• [課題の目的]
「the green grass」を含む行から最後の行までを（両端を含む）、「mountain」を「hill」に置き換えて書き直すこと。ほかの部分は一切変えない。

• [入力データ]
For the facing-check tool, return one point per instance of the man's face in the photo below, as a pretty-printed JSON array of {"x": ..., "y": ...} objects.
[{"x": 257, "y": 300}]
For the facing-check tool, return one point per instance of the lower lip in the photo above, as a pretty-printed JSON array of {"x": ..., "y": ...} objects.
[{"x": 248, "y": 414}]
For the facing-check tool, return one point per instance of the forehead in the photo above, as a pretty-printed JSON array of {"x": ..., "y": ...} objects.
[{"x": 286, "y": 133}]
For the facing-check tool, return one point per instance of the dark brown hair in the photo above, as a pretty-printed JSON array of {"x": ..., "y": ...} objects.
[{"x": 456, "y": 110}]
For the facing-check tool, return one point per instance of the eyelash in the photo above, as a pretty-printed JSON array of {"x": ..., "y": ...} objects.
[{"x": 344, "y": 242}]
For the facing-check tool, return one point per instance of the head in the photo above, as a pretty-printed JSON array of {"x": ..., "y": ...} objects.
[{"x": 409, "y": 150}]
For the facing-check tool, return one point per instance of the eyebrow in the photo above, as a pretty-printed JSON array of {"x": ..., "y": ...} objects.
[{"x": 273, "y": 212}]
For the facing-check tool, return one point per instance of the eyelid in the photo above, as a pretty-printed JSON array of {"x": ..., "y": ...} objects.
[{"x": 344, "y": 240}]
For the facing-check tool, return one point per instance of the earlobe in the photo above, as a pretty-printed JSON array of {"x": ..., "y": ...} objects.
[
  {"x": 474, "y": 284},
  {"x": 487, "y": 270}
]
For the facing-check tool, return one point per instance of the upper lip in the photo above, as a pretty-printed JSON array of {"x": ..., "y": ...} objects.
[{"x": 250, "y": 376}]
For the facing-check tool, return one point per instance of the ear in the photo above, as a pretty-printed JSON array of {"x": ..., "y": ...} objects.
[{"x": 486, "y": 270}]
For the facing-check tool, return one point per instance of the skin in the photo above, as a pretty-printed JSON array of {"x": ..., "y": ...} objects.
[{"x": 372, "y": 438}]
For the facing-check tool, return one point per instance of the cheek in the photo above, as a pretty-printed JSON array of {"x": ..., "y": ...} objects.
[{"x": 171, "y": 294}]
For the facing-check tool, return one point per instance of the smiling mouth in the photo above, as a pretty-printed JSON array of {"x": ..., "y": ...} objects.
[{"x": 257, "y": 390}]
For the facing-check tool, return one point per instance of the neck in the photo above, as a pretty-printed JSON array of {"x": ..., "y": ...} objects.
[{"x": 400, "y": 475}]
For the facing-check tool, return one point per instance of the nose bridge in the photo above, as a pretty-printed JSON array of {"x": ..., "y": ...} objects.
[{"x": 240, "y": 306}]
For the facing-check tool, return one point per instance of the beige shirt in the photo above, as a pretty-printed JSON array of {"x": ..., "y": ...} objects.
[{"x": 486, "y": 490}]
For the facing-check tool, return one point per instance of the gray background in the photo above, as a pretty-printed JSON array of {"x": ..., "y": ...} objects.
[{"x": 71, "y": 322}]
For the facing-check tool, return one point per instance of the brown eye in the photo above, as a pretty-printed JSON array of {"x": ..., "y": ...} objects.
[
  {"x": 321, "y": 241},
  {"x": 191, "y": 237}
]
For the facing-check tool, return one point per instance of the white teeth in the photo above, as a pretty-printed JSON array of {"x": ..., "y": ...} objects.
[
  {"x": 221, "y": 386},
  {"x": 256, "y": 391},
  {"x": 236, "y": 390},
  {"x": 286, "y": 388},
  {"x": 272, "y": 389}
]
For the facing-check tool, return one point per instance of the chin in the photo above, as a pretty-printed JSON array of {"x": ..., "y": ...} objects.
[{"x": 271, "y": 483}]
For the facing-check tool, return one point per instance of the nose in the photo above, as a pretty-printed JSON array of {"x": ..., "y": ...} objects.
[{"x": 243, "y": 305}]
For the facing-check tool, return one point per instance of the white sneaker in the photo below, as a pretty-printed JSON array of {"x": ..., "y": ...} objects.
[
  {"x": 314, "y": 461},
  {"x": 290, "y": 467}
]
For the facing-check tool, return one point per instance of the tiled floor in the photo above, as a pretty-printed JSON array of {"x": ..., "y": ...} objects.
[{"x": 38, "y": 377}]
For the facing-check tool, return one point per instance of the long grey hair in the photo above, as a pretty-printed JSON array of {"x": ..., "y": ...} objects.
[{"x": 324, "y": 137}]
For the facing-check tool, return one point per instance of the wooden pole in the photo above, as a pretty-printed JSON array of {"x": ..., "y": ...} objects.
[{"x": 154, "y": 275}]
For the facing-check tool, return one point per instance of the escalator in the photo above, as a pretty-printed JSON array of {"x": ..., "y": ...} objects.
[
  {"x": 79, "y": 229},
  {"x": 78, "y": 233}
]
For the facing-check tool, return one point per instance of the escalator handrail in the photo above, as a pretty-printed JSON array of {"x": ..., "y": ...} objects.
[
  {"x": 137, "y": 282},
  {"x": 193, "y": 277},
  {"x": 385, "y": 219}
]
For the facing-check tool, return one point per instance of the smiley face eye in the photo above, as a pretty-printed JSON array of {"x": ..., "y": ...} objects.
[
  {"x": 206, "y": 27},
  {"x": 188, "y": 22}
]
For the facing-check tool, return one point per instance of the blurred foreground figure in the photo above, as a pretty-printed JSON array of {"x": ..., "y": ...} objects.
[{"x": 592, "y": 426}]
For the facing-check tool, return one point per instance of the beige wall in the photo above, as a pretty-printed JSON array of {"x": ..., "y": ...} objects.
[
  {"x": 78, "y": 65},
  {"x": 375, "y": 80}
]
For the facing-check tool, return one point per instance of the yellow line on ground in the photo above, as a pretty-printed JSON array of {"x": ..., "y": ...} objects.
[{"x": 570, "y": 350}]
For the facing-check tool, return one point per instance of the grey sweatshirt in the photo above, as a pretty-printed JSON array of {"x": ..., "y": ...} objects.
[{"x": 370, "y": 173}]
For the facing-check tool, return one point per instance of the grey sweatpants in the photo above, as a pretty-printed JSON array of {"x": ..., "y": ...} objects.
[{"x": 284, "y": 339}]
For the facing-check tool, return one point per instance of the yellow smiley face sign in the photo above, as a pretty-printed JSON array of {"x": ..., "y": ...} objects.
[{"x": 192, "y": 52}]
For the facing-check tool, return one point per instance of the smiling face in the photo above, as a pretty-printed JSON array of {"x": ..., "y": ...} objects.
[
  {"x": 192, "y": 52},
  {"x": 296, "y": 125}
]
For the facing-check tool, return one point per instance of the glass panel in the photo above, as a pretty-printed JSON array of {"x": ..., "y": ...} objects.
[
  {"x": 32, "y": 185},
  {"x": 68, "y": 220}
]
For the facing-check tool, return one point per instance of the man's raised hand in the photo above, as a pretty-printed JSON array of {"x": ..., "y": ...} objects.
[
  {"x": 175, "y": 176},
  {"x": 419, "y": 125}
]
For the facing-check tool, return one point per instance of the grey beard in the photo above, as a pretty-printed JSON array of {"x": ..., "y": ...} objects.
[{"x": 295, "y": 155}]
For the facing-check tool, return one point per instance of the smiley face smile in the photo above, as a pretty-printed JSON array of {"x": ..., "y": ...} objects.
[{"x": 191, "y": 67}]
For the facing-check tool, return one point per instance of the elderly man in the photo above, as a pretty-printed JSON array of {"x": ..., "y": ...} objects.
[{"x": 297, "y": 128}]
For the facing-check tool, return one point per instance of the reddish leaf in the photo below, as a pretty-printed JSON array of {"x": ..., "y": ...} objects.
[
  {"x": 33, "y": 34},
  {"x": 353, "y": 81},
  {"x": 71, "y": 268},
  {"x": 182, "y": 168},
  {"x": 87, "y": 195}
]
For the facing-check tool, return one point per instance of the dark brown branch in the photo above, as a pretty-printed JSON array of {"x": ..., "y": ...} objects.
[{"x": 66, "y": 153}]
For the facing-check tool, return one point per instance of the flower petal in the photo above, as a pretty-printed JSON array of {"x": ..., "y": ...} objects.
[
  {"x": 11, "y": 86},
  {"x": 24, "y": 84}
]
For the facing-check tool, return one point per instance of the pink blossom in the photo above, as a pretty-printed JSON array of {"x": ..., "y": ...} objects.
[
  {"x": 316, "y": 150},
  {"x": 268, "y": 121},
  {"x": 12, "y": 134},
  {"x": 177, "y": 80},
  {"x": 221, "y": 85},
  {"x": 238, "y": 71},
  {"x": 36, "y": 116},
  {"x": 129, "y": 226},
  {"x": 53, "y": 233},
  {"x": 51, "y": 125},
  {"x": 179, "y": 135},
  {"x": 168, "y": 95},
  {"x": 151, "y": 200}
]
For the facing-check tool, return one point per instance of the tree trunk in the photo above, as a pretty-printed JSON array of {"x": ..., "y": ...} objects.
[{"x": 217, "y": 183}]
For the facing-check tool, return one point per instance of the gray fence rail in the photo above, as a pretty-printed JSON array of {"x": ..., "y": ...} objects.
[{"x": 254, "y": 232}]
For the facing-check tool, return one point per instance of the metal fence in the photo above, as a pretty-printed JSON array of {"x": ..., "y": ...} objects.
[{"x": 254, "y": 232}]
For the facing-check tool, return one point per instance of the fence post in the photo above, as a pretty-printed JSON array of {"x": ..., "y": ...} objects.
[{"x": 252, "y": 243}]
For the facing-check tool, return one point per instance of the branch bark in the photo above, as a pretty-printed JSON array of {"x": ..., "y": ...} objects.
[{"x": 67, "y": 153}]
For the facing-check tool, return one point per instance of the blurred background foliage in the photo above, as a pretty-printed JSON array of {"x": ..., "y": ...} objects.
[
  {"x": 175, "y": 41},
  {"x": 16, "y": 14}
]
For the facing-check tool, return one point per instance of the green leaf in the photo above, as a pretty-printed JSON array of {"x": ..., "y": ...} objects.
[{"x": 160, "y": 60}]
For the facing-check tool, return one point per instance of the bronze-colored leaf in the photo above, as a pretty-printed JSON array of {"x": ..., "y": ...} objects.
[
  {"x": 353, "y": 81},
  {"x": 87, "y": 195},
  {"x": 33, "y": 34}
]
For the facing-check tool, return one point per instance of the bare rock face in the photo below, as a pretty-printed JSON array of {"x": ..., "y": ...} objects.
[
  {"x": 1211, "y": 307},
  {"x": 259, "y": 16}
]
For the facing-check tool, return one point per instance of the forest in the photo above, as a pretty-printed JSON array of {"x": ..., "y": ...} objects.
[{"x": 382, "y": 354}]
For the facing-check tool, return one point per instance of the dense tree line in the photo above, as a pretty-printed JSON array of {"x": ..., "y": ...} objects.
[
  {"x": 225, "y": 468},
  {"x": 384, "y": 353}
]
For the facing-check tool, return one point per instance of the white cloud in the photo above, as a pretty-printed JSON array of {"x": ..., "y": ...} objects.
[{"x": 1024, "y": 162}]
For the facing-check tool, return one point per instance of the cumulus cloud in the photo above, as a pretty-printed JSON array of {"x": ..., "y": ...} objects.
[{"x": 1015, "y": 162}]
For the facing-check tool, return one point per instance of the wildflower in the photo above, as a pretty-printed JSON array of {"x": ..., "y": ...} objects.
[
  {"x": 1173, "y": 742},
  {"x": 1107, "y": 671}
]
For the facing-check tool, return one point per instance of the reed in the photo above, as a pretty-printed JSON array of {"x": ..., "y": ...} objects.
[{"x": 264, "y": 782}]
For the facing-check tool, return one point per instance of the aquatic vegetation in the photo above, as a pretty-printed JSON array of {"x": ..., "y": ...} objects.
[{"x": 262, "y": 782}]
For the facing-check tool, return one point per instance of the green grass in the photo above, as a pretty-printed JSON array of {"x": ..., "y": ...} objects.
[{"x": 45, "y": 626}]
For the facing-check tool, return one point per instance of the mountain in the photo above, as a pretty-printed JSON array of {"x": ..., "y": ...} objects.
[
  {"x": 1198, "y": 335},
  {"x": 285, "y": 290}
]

• [解答]
For the facing-check tool, return one point per instance of the green grass in the photo above, as a pretty-printed JSON array of {"x": ..., "y": ...} objects.
[{"x": 45, "y": 626}]
For the facing-check tool, return one point per instance of the hill in the photo above, as a pretty-printed JSON array of {"x": ..., "y": ...} objects.
[
  {"x": 1198, "y": 335},
  {"x": 285, "y": 290}
]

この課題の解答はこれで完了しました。